Betard Sparta Wrocław wciąż jest w grze o byt w Enea Ekstralidze. Po przywróceniu PGE Marmie Rzeszów punktu do ligowej tabeli sytuacja wrocławian mocno się pogorszyła. Po przegranej w Gorzowie żółto-czerwonym nie wystarczy już tylko wygrać „za trzy” z Lechmą Startem Gniezno. Do pełni szczęścia potrzeba im jeszcze remisu lub wygranej gospodarzy w Bydgoszczy. Zadanie jest tym trudniejsze, że w ekipie Gryfów na pewno nie wystąpi Greg Hancock.
Forma gospodarzy niedzielnego meczu nie jest zbyt optymistyczna. W Szwecji wrocławianie nie pokazali się z dobrej strony, a w czwartek polegli bardzo wysoko w Gorzowie Wielkopolskim. Szczególnie martwi forma drugiej linii. Peter Ljung i Zbigniew Suchecki w czwartek osiągnęli dno, nie zdobywając na wyjeździe żadnego punktu. Tomasz Jędrzejak również nie zachwycił, zdobywając tylko 6 punktów. Mimo to, wrocławianie nadal są bardzo silni na torze Stadionu Olimpijskiego i każdy z nich potrafi zdobyć tam dwucyfrowy wynik. Dodatkowo juniorzy Betard Sparty Wrocław coraz lepiej radzą sobie na własnym torze i są w stanie wygrywać z juniorami gości. Piotr Baron ma jednak jeszcze do dyspozycji Nicolaia Klindta. Ostatnimi czasy Duńczyk świetnie spisuje się w lidze duńskiej i być może on zastąpi słabo dysponowanego Petera Ljunga.

**WYODRĘBNIONE WPISY**
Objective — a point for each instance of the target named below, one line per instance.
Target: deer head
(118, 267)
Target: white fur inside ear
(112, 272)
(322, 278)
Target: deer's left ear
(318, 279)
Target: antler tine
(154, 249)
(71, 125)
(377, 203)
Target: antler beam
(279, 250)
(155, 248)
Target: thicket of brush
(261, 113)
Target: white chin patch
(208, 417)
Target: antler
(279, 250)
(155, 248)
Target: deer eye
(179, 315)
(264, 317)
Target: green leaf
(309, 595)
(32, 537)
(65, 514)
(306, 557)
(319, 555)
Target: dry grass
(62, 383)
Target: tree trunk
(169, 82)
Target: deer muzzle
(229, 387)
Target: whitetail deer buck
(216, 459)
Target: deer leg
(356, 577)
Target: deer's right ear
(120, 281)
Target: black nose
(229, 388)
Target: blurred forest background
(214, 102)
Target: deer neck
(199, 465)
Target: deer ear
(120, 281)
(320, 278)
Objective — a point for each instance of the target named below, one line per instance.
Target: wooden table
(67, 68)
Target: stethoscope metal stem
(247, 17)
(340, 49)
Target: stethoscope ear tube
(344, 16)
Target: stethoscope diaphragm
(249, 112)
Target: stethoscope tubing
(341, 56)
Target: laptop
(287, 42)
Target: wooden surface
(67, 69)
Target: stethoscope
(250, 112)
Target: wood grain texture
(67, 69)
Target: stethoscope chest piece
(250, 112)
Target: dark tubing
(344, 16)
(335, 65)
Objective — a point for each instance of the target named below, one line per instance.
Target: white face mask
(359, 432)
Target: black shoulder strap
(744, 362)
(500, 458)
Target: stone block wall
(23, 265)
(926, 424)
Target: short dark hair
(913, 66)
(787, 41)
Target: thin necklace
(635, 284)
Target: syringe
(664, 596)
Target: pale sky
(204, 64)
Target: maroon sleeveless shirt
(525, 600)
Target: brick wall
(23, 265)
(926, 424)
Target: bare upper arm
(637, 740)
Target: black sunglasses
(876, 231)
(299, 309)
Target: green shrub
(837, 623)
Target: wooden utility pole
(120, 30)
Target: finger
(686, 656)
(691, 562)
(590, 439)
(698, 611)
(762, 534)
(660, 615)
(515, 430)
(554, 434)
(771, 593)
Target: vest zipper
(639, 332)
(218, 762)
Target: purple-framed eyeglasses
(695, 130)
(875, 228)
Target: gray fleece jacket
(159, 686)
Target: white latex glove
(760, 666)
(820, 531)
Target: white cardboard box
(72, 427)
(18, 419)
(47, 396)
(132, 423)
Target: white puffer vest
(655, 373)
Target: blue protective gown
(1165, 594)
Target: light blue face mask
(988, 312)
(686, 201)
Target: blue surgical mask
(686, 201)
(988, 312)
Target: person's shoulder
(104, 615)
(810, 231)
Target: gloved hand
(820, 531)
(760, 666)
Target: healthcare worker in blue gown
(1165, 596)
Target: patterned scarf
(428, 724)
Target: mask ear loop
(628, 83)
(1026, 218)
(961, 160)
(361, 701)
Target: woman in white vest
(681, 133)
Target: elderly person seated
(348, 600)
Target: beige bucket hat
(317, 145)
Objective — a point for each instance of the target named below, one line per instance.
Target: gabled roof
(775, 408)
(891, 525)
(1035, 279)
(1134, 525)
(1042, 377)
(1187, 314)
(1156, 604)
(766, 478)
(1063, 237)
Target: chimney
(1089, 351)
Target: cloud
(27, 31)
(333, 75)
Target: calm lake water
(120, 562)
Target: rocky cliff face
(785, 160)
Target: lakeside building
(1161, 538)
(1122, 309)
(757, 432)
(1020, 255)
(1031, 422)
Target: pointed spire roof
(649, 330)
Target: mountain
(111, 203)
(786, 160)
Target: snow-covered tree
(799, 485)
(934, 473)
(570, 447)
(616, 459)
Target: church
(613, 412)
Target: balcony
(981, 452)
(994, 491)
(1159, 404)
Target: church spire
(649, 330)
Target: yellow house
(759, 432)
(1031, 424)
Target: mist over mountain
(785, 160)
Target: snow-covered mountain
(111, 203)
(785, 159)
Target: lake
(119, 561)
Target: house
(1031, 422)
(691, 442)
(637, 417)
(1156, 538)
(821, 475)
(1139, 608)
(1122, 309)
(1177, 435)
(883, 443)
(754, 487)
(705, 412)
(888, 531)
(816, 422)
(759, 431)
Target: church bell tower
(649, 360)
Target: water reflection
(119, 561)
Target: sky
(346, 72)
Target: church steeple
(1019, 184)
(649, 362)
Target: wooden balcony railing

**ZADANIE**
Ile punktów zdobył Tomasz Jędrzejak według tekstu o Betard Sparcie Wrocław?

**ODPOWIEDŹ**
Zdobył tylko 6 punktów.